= Exercise details =
In the case study on importing new data, what did the original DTS package do to the tables each night before pumping new data into them?

= Text block =
* * *
SQLServerCentral Article

Case Study: Importing New Data Without Emptying Existing Tables

,

Importing New Data Without Emptying Existing Tables

The case study I am about to describe has evolved over the past two years

and is still changing as I learn new techniques.

Problem

Soon after I was given the position of SQL Programmer at bigdough.com I was

put in charge of all the DTS packages on our SQL Servers.

Over time I discovered the following problems with our main DTS package

which imports stock ownership data into our databases.

First, it seemed to be designed to be run manually with no fail safes nor

checks to verify that everything ran correctly.

Second, it emptied the tables before pumping the new data into them every

night. These were problems as

our customer base outside the United States was growing and we would get

complaints from those customers that they couldn’t see any data.

I remember distinctly getting a complaint from a customer in Japan.

Also during this time period we got a new DBA who wanted all our DTS

packages to be as dynamic as possible to take into account changes in the

existing databases without having to change the DTS packages every time.

When we switched data providers we had to change our import process to

handle a full update or a daily update depending on what we received on a

given day; The previous

provider simply provided a full update every night.

Business Challenge

The challenge for me was to devise a way to keep the data available at all

times while importing the new data, detect if a full or daily update was

received and run appropriate data pumps, put in sufficient fail safes to

ensure bad data would not get imported, and to make the process automatic

including notification to pagers upon failure.
* * *
= Stored rows =
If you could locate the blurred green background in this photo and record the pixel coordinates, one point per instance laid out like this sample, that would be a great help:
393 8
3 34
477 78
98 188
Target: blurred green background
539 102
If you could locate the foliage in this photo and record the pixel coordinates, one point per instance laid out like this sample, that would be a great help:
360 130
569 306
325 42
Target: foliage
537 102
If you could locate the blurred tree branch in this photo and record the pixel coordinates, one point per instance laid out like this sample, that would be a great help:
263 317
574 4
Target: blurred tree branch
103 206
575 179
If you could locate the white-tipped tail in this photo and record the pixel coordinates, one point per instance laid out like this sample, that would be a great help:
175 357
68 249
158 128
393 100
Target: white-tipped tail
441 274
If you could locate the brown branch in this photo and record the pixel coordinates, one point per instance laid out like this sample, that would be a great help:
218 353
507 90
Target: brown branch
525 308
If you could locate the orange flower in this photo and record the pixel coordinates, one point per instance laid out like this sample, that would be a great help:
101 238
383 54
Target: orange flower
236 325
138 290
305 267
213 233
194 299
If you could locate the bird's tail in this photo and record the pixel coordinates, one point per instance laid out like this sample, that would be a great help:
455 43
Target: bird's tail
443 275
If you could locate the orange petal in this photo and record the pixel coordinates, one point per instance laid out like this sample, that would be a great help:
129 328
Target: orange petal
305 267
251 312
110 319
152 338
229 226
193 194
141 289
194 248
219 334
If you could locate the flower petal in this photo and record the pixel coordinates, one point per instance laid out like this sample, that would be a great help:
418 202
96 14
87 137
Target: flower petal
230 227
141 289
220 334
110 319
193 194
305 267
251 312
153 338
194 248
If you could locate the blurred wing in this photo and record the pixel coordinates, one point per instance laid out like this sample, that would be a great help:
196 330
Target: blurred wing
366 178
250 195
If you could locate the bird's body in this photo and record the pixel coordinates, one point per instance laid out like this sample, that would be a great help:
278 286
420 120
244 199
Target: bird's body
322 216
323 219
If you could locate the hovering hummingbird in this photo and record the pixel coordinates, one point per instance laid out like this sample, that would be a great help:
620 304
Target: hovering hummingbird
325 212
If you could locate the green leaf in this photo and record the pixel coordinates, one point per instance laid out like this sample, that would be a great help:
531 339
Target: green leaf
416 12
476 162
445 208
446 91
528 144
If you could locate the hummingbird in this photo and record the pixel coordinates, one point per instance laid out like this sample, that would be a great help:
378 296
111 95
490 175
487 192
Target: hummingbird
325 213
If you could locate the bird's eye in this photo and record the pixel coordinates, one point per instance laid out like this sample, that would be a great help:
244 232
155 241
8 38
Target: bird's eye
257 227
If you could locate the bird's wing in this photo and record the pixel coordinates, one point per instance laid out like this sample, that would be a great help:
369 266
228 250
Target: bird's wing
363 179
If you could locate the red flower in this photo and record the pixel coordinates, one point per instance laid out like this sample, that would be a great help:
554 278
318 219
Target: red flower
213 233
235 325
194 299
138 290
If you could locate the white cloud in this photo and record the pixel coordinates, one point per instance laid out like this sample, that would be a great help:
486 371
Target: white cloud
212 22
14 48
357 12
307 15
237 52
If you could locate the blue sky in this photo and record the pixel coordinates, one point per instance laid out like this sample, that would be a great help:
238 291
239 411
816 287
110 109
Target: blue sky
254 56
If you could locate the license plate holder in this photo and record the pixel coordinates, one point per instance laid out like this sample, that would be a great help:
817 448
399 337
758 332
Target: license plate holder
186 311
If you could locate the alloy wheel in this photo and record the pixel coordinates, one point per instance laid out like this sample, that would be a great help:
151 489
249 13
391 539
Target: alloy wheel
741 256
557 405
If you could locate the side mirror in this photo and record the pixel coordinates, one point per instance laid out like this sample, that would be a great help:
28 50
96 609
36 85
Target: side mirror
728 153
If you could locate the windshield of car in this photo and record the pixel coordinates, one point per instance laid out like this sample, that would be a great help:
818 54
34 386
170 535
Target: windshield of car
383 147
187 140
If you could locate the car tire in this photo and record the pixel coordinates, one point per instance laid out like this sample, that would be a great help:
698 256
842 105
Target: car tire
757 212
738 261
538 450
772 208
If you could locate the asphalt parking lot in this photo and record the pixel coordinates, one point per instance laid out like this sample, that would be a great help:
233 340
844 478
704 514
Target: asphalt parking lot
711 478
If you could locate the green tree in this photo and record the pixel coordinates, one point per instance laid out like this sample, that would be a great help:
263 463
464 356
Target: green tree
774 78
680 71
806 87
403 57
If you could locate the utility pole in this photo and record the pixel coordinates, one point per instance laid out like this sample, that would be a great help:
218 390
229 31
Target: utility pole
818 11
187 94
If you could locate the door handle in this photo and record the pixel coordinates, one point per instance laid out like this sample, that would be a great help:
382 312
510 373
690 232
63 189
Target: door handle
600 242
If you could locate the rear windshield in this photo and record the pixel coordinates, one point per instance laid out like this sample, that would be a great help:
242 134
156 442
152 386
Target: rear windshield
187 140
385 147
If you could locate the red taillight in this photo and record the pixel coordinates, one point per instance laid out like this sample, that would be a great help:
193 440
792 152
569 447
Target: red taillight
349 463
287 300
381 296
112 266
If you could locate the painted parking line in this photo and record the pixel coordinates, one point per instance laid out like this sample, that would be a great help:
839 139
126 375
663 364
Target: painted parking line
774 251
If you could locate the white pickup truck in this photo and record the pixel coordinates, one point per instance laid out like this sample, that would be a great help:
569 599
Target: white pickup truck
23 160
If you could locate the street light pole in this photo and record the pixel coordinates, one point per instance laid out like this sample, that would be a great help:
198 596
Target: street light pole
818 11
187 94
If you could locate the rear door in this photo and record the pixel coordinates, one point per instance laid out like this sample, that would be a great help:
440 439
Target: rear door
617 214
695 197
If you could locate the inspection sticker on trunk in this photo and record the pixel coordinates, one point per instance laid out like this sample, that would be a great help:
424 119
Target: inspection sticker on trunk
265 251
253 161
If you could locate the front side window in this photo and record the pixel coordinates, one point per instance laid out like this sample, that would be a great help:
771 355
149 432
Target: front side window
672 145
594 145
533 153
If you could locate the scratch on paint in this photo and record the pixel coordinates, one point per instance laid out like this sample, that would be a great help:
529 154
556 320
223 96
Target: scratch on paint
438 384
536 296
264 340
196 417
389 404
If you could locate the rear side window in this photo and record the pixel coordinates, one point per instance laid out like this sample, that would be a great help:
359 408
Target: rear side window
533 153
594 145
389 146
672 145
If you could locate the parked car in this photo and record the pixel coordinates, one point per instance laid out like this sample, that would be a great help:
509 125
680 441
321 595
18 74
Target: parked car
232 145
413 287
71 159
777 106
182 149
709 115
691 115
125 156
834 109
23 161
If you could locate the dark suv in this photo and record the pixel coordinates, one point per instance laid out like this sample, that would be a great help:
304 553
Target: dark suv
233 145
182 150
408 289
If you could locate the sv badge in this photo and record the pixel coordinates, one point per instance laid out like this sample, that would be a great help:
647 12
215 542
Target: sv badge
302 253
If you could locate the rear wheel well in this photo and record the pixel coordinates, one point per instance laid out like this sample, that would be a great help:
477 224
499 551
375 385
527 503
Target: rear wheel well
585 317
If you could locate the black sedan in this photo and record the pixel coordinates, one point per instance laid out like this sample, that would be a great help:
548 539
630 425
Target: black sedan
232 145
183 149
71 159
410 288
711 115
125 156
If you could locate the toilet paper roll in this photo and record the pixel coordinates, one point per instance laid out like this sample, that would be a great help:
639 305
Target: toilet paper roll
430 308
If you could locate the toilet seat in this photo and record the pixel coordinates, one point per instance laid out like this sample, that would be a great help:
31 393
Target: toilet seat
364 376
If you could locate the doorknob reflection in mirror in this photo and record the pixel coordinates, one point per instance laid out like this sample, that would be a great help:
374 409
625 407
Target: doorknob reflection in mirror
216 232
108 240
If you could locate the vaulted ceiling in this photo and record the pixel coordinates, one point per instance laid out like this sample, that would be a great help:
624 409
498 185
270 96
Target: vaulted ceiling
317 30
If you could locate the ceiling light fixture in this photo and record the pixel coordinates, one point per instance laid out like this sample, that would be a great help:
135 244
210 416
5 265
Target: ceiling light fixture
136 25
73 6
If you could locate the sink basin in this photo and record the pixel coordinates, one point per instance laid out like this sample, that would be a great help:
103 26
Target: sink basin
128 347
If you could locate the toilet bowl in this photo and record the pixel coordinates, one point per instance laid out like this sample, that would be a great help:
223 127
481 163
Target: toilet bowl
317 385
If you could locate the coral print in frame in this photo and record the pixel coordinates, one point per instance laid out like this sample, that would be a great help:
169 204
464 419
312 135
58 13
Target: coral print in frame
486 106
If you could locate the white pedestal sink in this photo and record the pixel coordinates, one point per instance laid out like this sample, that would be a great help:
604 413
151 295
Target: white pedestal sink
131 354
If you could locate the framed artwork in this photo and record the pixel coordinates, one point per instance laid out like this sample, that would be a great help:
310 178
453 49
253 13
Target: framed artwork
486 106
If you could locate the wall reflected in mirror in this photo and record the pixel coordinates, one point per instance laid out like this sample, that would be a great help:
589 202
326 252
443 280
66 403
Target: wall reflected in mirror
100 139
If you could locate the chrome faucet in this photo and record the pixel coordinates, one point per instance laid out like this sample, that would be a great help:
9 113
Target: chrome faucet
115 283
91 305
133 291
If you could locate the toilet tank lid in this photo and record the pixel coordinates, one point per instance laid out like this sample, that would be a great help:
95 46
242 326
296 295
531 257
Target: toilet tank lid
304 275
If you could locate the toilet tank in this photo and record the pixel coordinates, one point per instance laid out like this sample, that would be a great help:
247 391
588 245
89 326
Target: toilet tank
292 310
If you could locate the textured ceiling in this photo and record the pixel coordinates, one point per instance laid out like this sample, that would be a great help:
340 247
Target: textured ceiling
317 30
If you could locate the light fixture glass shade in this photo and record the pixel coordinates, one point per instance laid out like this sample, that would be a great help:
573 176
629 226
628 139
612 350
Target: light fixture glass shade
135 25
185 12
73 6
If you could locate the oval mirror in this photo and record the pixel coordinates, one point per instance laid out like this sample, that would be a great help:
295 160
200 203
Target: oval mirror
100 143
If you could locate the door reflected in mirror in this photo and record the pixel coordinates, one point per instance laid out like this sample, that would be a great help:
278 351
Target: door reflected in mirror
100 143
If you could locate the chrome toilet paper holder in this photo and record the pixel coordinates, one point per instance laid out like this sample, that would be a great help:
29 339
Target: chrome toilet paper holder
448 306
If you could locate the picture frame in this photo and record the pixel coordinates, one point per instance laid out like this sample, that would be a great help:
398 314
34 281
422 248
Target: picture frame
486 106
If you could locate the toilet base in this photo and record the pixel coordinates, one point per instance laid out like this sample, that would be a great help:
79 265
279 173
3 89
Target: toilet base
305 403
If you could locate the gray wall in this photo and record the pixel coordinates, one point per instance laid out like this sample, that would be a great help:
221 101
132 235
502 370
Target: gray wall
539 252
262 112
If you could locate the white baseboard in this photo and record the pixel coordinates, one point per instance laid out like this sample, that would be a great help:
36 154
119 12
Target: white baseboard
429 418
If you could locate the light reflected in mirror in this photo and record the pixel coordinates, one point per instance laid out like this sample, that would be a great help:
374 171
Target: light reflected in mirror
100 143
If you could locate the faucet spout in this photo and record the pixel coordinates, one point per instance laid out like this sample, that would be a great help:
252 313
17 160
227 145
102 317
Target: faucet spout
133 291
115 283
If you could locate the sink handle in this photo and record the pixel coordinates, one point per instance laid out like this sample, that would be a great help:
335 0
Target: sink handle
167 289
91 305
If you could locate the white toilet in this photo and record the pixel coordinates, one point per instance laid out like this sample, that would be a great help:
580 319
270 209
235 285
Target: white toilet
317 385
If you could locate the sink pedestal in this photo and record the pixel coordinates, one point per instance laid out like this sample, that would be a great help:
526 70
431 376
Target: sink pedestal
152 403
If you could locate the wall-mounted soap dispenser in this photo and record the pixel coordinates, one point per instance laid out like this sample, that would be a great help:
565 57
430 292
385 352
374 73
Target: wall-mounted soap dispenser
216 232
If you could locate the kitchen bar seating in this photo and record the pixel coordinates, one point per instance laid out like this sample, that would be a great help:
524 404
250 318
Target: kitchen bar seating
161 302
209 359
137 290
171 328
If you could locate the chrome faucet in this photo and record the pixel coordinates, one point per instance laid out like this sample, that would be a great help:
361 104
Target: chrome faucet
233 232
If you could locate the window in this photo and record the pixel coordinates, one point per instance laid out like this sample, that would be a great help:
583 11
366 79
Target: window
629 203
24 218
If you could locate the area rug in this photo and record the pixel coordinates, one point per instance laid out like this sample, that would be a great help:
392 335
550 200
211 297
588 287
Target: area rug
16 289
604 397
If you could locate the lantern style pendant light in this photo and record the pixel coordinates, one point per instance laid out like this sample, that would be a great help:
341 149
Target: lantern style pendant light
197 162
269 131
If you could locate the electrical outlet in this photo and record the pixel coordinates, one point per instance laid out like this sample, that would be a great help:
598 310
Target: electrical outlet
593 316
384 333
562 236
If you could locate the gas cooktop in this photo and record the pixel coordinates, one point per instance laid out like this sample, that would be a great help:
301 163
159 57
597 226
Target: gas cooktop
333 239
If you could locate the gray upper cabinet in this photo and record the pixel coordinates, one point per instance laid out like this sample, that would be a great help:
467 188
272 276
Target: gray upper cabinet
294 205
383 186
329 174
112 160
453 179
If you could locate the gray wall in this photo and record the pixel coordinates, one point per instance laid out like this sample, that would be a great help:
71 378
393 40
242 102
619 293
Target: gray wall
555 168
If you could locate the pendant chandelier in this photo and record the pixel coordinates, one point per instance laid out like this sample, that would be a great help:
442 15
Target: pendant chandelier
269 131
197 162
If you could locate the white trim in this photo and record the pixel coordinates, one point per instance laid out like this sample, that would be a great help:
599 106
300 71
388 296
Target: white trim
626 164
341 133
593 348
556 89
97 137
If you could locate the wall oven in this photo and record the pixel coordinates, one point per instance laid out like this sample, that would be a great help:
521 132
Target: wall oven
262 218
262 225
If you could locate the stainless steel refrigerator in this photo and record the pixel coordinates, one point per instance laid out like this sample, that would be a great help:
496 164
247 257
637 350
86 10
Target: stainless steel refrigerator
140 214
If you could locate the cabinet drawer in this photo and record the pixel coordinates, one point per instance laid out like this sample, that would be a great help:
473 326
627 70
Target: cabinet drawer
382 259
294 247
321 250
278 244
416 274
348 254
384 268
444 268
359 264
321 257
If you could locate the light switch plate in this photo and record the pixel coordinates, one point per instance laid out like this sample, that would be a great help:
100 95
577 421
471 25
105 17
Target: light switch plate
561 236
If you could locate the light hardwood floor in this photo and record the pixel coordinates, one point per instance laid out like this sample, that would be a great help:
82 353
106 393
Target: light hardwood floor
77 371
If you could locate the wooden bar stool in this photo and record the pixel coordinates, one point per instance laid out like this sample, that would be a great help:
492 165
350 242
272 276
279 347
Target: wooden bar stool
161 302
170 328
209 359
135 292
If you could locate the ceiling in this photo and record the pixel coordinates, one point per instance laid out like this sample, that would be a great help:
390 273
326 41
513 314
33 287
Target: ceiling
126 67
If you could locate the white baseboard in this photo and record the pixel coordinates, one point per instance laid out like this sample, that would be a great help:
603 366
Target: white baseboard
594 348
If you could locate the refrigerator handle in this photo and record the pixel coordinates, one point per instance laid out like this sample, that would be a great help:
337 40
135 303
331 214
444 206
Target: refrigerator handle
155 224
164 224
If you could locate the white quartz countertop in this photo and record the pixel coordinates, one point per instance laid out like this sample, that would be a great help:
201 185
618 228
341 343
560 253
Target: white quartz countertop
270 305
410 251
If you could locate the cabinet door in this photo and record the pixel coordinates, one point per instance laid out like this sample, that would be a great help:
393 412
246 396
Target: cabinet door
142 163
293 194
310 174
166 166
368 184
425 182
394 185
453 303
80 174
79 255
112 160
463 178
* * *
= Result for this exercise =
It emptied them.